[YOUR OBJECTIVE] Report all lines from the entries below in which "drawer" appears.

[SOURCE MATERIAL]
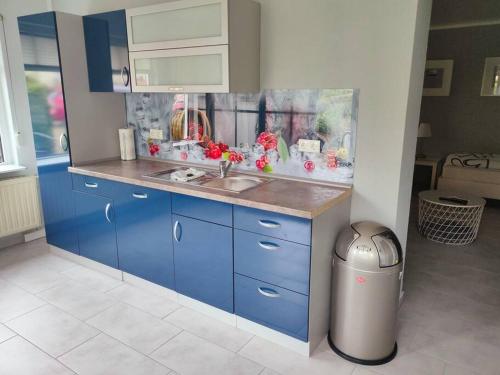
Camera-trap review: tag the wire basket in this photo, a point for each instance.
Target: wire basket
(449, 223)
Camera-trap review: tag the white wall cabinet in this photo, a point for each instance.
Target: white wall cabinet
(195, 46)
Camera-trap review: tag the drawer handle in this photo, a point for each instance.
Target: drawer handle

[WRITTEN ANSWER]
Camera-trap review: tag the drawer handle in this photo, a point for each instance.
Target: drawer handle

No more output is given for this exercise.